What is being asked:
Any picture in the listing is left out of the copy; all else is duplicated exactly.

--------

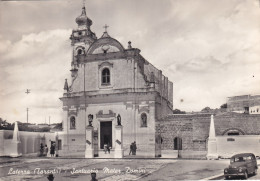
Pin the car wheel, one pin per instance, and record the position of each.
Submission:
(245, 175)
(226, 177)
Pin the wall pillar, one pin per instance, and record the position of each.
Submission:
(212, 142)
(89, 152)
(119, 152)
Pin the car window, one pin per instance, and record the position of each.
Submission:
(240, 159)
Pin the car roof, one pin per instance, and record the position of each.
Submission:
(243, 154)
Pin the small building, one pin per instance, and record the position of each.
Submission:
(244, 104)
(108, 84)
(186, 135)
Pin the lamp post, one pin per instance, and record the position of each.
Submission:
(27, 109)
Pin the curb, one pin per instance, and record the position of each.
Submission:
(212, 177)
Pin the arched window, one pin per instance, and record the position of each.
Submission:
(72, 122)
(143, 120)
(105, 76)
(177, 143)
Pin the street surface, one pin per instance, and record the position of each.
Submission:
(110, 169)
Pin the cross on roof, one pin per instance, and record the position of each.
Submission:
(27, 91)
(105, 27)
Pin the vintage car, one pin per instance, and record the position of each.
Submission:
(241, 165)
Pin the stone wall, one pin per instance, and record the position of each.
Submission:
(30, 141)
(193, 129)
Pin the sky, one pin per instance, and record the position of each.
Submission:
(209, 49)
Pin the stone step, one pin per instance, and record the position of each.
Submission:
(102, 154)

--------

Answer box:
Pin the car wheel, one pin per instance, and record the position of each.
Submission:
(245, 175)
(226, 177)
Pin the wall pillar, one pin per instance, and record the position of each.
Submission:
(212, 142)
(89, 152)
(119, 152)
Pin the car window, one pin per instance, and record the position of each.
Submission:
(240, 159)
Pin the car roof, one pin per instance, and record the position of each.
Submission:
(243, 154)
Pin the small building, one pin per instance, and record the position of each.
Submission:
(244, 104)
(108, 84)
(186, 135)
Pin the lamp post, one pin per instance, and record the position of each.
Submission:
(27, 109)
Pin the curb, one pin per instance, and record the position of each.
Submission:
(212, 177)
Pin the arched window, one pin per instance, and record the position of each.
Submission:
(72, 122)
(143, 120)
(105, 76)
(177, 143)
Pin the street surface, one pin per instance, and record the position of each.
Submission:
(110, 169)
Pin the cross on roof, one pin per instance, and record the position of each.
Submission:
(27, 91)
(105, 27)
Pin the vintage car, one pin per instance, and record the position of each.
Submission:
(241, 165)
Pin the stone wall, one pin per instance, and record the position of each.
Submission:
(30, 141)
(193, 129)
Pin the sky, one pin per instance, and record the position of each.
Submission:
(209, 49)
Pin the stone step, one pin per instance, and record the position of each.
Submission:
(102, 154)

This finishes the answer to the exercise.